**** Supplied entries

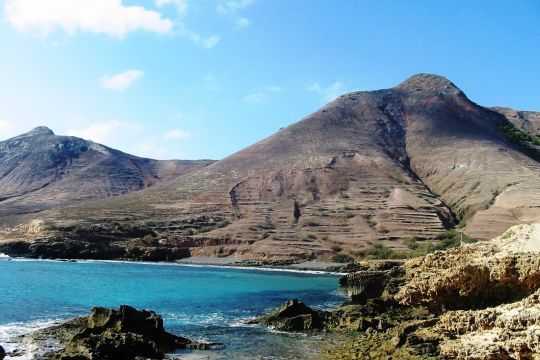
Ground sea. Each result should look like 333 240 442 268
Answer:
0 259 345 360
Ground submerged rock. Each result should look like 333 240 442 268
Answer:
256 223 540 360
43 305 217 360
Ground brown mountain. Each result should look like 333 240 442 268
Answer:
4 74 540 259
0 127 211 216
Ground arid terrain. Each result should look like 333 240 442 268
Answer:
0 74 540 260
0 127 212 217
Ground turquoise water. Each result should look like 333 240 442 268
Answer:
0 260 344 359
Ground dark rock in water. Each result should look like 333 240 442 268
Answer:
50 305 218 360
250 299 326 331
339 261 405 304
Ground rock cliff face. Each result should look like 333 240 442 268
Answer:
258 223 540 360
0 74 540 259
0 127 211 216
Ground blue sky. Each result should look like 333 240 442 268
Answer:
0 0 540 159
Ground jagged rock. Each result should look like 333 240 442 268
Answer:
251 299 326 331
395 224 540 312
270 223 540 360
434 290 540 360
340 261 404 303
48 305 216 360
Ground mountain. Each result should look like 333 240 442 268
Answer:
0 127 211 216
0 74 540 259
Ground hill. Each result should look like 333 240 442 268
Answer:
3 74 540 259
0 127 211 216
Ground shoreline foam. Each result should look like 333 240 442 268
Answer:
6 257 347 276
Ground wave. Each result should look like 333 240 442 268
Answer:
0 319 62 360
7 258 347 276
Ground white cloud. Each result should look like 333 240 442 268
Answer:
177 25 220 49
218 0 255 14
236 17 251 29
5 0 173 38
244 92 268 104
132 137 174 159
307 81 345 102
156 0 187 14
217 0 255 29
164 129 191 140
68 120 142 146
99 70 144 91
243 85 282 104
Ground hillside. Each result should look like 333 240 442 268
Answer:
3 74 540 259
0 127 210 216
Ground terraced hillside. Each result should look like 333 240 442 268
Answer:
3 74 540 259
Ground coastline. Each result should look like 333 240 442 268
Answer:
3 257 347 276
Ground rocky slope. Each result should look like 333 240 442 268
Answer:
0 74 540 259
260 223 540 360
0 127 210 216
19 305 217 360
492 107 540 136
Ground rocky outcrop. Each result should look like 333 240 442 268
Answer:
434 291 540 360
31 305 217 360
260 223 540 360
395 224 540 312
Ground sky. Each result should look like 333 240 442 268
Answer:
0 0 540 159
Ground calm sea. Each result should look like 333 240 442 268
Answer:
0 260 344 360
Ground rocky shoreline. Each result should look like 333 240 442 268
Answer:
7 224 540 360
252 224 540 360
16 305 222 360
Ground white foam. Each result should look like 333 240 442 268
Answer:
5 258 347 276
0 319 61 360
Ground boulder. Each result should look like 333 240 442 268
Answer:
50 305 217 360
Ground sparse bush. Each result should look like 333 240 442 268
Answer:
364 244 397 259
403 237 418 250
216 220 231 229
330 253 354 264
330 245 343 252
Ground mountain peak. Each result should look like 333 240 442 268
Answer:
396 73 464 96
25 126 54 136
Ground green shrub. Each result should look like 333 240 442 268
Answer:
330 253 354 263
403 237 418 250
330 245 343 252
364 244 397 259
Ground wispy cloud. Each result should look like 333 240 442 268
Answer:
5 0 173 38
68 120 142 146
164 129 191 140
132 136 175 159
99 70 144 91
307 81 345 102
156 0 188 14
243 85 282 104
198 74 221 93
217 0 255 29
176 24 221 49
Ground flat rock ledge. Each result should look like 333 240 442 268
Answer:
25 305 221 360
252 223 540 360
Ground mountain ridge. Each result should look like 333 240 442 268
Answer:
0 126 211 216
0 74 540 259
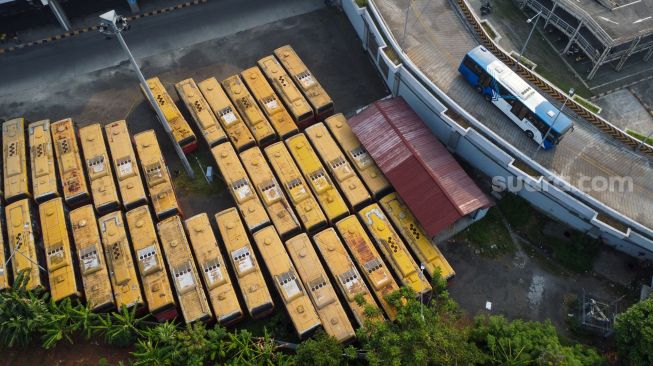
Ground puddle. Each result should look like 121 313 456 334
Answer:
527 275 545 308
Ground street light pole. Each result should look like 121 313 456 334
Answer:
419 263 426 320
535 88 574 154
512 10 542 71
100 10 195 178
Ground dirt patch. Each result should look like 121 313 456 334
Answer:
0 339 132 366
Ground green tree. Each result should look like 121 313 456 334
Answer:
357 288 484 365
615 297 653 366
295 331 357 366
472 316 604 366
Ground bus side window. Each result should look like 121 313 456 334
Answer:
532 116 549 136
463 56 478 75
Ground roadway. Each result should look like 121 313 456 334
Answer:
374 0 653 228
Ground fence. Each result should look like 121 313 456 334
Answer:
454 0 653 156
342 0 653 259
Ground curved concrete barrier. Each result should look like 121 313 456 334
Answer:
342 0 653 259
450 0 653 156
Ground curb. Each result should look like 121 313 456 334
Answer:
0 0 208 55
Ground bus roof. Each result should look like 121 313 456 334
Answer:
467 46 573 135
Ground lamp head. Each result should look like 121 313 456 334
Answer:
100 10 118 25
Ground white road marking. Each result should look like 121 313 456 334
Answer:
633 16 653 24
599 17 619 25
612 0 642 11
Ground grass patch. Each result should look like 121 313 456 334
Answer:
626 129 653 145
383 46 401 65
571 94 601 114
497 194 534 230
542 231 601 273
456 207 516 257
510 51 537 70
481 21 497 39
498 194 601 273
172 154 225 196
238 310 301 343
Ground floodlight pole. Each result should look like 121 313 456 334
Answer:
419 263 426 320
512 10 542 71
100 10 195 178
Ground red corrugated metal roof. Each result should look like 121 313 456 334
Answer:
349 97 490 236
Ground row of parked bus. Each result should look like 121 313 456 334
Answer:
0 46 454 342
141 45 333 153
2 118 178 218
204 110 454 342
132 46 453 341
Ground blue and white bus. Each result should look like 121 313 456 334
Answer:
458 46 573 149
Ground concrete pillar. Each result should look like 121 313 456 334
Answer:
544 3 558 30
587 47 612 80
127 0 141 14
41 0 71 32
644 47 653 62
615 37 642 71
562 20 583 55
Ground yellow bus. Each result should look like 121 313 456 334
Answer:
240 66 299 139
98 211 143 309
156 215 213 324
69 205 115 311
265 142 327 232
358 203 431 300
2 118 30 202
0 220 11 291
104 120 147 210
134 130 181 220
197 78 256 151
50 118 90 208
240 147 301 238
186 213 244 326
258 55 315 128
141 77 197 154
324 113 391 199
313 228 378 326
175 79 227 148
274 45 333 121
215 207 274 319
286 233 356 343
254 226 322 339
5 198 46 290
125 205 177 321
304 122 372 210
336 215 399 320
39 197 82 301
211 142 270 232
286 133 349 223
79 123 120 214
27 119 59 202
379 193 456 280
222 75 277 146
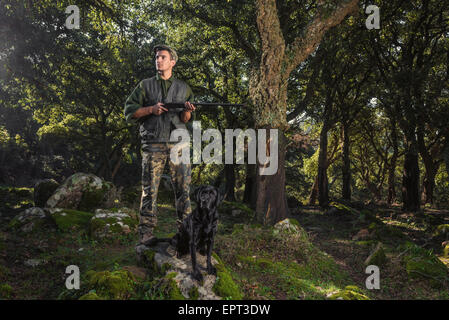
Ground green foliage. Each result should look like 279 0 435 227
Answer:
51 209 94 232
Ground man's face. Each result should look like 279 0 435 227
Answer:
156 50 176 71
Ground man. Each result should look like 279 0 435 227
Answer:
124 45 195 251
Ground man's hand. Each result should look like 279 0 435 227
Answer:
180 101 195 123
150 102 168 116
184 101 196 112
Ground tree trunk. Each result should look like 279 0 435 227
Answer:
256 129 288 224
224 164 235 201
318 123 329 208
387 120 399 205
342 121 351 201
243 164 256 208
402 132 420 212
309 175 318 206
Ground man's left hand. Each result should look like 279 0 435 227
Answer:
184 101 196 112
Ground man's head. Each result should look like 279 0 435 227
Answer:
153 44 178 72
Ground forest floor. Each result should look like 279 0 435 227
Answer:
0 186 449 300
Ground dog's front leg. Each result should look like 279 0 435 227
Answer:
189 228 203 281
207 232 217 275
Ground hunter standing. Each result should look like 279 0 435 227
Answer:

********

**Requirement:** Could you copy out the items starting at the line that has "Ground hill. Each" and stopping after the line that has "7 258 347 276", swapping "shoreline foam" for "sea foam" and leaving the rest unchanged?

**Solution:**
Ground hill. Each result should look like 333 240 442 268
Answer:
3 74 540 259
0 127 211 216
Ground sea foam. Each result should look like 333 240 442 268
Answer:
6 257 347 276
Ground wave. Each result should look like 333 240 442 268
Answer:
0 319 62 360
7 258 347 276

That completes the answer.